■ Text for analysis ■

The kitchen floor - a germ trap
The kitchen floor is potentially one of the dirtiest places in the house. Not only are there foodspills, but it carries a lot of traffic from humans and pets. Once grease and dirt get a foothold on your floor, so could germs, viruses, mould, mildew and bacteria.
Because of this, it is essential to choose the flooring carefully – linoleum and washable tiles are preferable. Carpets should not be installed in kitchens, as they become bacteria traps once food spills on them. Salmonella and Escherichia coli (E.coli) are bacteria very commonly found in kitchens. So are Listeria and Campylobacter, all of which thrive in undercooked meats.
Dirty kitchen floors will also attract cockroaches, so if you're fighting this battle, it is a good idea to keep the floors scrupulously clean.
How to keep the kitchen floor clean
Mopping the kitchen floor is probably not at the top of your favourite activities. Make yourself a cup of tea, switch on the radio and get going, because this is an important job.
How you clean it, depends on the floor covering. Generally, it is a good idea to wash the kitchen floor between two and four times per week. If you have small children, a daily wash could be necessary. Start out by sweeping the floor to get rid of crumbs, hair (both animal and human) and any other debris. Move furniture out of the way of necessary.

■ Record excerpts ■
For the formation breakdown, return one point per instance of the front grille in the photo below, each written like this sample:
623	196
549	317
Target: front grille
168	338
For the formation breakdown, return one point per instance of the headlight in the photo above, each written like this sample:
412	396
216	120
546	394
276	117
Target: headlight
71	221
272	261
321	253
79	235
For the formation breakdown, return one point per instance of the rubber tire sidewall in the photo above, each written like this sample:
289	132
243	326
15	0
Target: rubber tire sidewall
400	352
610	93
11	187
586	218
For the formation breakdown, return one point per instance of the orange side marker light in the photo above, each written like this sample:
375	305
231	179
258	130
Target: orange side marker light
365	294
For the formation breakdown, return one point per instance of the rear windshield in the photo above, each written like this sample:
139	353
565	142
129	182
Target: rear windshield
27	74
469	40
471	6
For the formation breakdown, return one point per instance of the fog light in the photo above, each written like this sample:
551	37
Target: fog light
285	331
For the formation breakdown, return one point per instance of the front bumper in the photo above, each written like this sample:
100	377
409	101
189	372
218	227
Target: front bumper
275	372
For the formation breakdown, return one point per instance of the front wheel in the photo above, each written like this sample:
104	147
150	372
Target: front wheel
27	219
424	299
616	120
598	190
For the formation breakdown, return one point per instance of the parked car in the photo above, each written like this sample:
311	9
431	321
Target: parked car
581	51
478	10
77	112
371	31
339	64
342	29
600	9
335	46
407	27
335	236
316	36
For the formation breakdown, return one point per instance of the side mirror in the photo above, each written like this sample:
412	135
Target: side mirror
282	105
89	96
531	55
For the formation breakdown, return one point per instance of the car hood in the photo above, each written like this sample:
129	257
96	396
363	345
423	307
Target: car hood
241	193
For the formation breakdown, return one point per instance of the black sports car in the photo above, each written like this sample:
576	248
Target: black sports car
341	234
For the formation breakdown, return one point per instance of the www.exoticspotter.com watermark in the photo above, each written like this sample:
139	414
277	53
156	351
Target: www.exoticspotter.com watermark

■ Exercise instructions ■
**a.** Which bacteria does the text on kitchen floors name?
**b.** Write out the part of the kitchen floor text starting with "Dirty kitchen floors" and going on through "an important job.".
**c.** Carry on the text about keeping the kitchen floor clean from the point where it stops.

■ Your written answers ■
**a.** Salmonella, Escherichia coli (E.coli), Listeria, Campylobacter

**b.**
Dirty kitchen floors will also attract cockroaches, so if you're fighting this battle, it is a good idea to keep the floors scrupulously clean.
How to keep the kitchen floor clean
Mopping the kitchen floor is probably not at the top of your favourite activities. Make yourself a cup of tea, switch on the radio and get going, because this is an important job.

**c.**
Fill a bucket with hot water and disinfectant floor cleaner and get a decent mop or floor cleaning tool. Dip in the mop and go over the floor in straight lines. (Do not use too much water, though.) In this way you will not wash the same section twice and skip others. Remember to rinse the mop, otherwise you will merely be slopping the dirt around. It is a good idea to use anti-bacterial liquid when cleaning your floors, as this will kill germs lurking there. There are products on the market that are specifically designed to clean floor tiles - use them, as they can save you time and effort.
Rinse the floor after washing. Make sure no one walks on it until it is dry, otherwise you will have to start again.
A small paintbrush, dipped in detergent could help you get into those nooks and crannies and corners where brooms and mops can't reach.